EXERCISE DIRECTIONS: Add 52 to each number in the pinned coordinates and write out again the rows in the stretch from the start of the rows through the line containing "[(890, 616)]", with every other line, the requests and their sample outputs included, left unchanged.

MATERIAL PROVIDED:

** START **

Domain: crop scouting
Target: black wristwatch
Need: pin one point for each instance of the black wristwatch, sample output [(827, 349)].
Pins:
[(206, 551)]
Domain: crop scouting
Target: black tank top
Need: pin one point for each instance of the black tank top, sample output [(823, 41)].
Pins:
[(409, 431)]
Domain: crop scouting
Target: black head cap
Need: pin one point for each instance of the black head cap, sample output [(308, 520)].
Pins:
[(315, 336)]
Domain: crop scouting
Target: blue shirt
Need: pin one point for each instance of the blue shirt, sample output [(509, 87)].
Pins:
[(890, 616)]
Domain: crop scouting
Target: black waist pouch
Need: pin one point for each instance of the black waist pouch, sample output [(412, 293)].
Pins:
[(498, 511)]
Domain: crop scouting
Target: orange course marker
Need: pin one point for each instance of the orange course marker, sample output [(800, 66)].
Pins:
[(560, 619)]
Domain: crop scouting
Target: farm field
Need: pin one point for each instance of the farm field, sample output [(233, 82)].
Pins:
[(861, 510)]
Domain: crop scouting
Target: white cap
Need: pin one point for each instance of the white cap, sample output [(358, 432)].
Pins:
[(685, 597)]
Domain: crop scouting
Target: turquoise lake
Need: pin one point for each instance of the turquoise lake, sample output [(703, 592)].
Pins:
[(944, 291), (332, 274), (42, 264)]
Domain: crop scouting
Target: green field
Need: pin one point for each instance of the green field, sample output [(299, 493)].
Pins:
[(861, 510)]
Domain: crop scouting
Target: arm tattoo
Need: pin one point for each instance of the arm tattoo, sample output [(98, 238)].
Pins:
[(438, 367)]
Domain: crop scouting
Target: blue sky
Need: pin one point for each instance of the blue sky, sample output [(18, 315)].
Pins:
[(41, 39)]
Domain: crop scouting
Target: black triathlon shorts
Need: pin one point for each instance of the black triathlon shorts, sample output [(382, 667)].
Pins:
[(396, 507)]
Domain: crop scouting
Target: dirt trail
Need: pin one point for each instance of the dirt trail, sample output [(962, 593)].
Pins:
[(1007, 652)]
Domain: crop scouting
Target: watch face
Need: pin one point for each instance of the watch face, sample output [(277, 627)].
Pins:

** END **

COMPLETE RESPONSE:
Domain: crop scouting
Target: black wristwatch
Need: pin one point for each instance of the black wristwatch, sample output [(827, 349)].
Pins:
[(258, 603)]
Domain: crop scouting
Target: black tank top
Need: pin one point for each instance of the black tank top, sample output [(823, 41)].
Pins:
[(461, 483)]
Domain: crop scouting
Target: black head cap
Need: pin one point for each instance of the black head cap, sample output [(308, 520)].
Pins:
[(367, 388)]
Domain: crop scouting
Target: blue shirt
Need: pin one point for each instance of the blue shirt, sample output [(509, 87)].
Pins:
[(942, 668)]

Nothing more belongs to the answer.